#### Entries shown ####

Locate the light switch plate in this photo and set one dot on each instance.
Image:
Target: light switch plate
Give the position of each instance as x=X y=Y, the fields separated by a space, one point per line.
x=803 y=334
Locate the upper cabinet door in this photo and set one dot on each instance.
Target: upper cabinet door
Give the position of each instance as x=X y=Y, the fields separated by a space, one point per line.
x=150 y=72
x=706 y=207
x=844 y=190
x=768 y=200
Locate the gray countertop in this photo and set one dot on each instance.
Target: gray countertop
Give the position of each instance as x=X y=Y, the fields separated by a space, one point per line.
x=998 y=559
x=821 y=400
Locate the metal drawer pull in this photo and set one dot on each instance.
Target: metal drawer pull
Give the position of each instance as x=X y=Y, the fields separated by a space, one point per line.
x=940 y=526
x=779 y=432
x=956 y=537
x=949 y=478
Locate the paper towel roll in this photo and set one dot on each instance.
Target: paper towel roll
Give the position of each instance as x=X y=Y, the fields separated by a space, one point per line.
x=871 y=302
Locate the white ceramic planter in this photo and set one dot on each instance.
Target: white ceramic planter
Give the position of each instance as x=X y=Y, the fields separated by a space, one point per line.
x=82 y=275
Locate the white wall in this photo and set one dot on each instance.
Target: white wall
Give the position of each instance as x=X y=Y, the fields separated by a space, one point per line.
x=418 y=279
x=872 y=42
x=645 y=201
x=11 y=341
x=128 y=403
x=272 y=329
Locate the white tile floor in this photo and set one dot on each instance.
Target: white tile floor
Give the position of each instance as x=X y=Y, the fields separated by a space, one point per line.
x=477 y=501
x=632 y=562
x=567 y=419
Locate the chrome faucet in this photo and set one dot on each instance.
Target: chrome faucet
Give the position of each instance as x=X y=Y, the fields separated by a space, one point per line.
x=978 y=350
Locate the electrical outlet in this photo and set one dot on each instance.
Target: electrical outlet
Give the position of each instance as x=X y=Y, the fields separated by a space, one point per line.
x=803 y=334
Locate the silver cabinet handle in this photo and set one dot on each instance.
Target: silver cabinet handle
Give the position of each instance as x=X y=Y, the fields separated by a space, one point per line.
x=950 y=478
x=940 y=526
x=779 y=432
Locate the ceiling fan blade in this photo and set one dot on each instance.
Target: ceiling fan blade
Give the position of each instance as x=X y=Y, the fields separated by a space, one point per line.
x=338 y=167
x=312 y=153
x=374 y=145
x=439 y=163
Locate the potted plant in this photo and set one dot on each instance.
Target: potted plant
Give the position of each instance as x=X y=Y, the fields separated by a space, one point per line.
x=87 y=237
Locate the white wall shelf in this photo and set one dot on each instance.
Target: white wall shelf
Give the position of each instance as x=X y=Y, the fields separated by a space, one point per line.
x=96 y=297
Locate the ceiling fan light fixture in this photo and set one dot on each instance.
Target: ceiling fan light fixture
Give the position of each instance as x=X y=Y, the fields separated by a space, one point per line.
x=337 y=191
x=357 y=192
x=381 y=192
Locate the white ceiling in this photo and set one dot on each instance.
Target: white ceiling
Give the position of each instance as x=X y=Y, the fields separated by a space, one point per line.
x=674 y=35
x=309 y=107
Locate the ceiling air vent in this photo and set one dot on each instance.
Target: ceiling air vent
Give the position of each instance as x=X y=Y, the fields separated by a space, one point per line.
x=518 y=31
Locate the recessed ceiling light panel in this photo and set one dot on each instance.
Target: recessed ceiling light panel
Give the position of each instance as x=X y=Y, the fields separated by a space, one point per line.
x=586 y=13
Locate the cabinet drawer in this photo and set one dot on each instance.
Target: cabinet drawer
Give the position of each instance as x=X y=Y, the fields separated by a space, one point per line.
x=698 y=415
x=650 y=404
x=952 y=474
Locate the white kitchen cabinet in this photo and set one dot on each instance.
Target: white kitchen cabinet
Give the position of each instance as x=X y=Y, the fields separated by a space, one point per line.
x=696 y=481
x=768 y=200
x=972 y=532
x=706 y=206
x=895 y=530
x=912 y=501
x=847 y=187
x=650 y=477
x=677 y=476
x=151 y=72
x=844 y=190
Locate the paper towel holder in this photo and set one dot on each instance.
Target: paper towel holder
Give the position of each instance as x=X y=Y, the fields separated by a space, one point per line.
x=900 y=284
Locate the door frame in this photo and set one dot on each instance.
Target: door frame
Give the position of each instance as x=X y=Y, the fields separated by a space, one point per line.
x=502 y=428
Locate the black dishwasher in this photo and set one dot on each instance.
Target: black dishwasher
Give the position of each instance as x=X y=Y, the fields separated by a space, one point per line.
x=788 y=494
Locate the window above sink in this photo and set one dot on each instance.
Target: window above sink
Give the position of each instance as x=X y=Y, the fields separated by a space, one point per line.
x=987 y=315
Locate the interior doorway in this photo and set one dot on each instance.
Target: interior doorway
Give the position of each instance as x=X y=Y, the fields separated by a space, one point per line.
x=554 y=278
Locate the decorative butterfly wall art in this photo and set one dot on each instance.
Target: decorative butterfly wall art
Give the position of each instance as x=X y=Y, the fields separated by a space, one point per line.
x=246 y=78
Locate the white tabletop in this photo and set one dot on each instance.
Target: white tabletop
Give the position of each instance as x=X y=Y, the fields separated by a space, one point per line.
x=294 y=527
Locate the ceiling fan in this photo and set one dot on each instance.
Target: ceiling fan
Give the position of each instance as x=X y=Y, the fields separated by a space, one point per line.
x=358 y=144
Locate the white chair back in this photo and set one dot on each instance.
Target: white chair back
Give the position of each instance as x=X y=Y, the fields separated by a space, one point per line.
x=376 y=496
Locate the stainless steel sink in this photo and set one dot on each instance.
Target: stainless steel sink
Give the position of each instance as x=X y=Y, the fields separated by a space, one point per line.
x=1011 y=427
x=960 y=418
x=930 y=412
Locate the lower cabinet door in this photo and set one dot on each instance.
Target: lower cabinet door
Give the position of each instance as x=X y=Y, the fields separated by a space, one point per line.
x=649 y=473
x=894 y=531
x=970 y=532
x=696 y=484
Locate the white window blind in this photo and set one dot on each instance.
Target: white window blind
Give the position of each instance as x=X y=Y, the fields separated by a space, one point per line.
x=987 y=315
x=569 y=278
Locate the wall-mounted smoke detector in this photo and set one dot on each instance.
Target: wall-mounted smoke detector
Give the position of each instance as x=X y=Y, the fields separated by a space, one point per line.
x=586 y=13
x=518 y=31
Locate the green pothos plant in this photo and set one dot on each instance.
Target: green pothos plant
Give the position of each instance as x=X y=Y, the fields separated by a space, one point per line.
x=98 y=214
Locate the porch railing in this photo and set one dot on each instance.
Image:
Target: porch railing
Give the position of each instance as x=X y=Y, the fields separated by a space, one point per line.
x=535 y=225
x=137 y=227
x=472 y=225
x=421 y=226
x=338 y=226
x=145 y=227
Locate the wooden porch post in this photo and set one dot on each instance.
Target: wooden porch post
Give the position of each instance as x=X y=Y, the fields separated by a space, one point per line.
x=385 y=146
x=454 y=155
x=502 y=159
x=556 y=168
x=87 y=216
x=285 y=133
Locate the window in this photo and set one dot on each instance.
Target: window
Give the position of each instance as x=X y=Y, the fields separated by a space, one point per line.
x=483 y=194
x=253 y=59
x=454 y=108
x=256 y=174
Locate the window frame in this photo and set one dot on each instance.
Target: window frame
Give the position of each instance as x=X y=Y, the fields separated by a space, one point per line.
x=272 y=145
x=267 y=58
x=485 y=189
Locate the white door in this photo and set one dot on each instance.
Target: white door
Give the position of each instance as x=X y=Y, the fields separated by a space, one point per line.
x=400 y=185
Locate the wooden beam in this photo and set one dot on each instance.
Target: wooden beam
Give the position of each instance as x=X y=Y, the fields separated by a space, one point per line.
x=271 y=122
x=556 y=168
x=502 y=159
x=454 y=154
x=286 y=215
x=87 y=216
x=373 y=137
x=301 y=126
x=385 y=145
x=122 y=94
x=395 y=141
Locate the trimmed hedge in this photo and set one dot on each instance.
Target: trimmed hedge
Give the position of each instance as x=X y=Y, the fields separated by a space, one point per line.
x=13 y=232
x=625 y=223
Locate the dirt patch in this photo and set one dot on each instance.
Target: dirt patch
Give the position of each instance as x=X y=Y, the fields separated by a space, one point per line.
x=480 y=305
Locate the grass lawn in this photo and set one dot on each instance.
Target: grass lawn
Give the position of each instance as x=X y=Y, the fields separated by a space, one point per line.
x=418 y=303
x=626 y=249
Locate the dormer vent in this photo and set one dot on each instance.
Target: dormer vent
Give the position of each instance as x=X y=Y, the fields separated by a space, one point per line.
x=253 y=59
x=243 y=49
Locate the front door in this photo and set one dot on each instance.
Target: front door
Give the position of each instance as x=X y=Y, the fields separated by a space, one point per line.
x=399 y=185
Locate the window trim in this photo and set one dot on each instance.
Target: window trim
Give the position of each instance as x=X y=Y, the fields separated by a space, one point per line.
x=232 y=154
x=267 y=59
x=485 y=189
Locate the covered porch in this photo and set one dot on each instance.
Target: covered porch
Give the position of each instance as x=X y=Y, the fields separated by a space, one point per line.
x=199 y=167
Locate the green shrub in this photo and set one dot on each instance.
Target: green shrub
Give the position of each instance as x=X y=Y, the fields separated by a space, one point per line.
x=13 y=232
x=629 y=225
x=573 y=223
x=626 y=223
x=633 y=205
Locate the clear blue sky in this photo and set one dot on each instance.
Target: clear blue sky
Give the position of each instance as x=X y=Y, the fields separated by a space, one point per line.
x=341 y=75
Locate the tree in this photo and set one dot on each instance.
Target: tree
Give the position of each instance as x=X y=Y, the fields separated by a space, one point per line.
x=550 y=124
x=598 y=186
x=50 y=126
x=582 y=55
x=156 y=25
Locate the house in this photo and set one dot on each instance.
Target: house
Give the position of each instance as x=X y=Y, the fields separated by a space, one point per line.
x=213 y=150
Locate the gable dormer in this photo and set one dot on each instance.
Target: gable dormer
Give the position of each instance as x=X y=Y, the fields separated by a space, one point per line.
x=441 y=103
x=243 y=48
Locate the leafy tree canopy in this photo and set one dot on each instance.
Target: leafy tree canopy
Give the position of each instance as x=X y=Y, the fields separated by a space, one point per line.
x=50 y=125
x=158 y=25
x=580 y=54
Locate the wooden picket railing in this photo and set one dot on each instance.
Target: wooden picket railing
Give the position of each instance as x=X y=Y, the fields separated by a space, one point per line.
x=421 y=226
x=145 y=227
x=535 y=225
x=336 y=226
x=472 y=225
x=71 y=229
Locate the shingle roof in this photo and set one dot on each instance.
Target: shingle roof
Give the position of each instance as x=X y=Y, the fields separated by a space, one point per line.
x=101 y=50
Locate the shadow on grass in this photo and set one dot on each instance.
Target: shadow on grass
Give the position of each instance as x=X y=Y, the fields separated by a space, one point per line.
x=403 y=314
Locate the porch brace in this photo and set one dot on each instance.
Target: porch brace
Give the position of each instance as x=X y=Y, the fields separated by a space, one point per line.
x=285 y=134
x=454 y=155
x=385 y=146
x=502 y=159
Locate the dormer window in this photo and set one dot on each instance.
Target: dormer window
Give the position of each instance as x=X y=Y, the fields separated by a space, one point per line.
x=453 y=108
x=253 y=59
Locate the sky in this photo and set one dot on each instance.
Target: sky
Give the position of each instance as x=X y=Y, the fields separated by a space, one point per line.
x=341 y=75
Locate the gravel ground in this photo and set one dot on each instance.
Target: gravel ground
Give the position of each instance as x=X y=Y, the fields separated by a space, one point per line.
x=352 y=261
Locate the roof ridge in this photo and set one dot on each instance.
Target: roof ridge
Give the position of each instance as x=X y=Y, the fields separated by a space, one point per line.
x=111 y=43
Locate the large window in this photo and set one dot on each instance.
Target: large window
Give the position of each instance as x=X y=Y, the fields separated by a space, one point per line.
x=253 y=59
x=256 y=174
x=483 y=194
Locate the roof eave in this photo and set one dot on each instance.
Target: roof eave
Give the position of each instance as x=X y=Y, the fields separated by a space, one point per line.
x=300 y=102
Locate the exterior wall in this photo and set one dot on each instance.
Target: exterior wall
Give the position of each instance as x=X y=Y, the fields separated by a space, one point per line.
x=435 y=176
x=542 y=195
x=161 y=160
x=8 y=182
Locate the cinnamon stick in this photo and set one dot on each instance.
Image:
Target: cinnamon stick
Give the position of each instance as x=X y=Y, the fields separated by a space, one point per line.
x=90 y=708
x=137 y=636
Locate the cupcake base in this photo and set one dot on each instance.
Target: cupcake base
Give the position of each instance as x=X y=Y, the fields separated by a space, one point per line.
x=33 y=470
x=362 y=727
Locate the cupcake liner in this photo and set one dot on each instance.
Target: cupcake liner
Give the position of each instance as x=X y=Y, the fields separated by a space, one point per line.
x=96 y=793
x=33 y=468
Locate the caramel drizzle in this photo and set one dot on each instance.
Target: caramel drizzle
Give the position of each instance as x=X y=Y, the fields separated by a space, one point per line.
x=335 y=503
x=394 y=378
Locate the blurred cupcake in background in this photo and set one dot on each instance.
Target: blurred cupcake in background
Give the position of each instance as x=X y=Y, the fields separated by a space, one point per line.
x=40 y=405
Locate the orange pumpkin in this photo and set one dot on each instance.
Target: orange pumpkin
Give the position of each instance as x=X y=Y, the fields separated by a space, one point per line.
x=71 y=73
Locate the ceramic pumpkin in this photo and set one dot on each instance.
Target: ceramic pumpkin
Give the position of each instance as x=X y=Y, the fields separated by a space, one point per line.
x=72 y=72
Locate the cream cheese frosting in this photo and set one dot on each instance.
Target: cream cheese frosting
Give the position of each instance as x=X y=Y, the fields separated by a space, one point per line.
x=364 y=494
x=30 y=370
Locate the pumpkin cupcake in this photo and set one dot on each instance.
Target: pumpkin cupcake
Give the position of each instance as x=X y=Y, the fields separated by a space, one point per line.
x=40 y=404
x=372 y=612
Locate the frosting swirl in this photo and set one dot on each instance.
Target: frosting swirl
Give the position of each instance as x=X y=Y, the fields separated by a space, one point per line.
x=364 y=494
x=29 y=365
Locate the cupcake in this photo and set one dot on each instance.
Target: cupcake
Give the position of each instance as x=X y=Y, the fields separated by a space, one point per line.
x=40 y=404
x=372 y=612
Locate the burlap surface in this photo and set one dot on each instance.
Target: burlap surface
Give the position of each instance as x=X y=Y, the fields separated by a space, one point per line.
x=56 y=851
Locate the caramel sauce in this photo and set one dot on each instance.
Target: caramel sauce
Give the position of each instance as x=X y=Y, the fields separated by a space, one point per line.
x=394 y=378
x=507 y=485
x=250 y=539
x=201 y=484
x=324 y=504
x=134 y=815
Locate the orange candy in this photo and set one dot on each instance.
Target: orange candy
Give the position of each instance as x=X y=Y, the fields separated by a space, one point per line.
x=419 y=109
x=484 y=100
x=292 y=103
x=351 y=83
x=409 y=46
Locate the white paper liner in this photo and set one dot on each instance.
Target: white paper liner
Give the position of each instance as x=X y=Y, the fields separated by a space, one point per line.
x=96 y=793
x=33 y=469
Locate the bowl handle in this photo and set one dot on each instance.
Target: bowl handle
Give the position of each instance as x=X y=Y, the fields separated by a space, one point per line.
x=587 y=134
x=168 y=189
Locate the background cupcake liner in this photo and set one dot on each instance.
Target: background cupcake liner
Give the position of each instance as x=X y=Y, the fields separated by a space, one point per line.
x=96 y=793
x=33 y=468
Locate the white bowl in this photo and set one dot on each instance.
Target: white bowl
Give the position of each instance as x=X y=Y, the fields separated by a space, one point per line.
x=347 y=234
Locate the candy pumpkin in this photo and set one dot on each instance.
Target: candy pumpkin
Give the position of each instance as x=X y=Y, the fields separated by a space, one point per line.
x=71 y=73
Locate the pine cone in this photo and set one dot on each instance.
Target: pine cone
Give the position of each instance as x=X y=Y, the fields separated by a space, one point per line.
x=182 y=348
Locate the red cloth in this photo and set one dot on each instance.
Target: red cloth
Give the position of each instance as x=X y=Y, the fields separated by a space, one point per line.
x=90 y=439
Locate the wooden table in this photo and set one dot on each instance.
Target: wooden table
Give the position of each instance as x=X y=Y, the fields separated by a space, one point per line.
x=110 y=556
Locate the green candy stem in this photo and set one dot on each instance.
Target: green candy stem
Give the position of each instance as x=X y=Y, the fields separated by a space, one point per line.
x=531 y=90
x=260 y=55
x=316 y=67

####

Exercise: Reproduce the records above verbatim, from their first line through the line containing "x=272 y=329", including that line.

Answer below:
Locate the light switch plate in this photo and set one dot on each instance.
Image:
Target: light switch plate
Give the position of each instance as x=X y=Y, the fields separated by a space, one point per line.
x=803 y=334
Locate the upper cabinet door in this photo and set one dot on each instance.
Target: upper cabinet door
Give the position of each instance as x=X y=Y, the fields separated by a space, one point per line.
x=150 y=72
x=706 y=207
x=844 y=190
x=768 y=200
Locate the gray countertop in this photo and set one dot on each instance.
Target: gray countertop
Give the position of each instance as x=X y=Y, the fields separated by a space, one point per line.
x=998 y=559
x=821 y=400
Locate the metal drawer pull in this photo and set one dot on each instance.
Target: metal drawer pull
Give the position of each instance as x=X y=Y, the fields separated by a space, one point per line.
x=940 y=526
x=779 y=432
x=956 y=537
x=949 y=478
Locate the paper towel roll in this photo and set one dot on each instance.
Target: paper towel roll
Give the position of each instance as x=X y=Y, the fields separated by a space, one point per line.
x=871 y=302
Locate the white ceramic planter in this photo and set one dot on each instance.
Target: white ceramic planter
Give the position of each instance as x=X y=Y, the fields separated by a space, one point per line.
x=82 y=275
Locate the white wall in this photo and set one dot on each instance.
Target: white wall
Give the position of each instance as x=X y=Y, the fields separated by a space, one point per line.
x=418 y=279
x=872 y=42
x=645 y=201
x=11 y=341
x=128 y=403
x=272 y=329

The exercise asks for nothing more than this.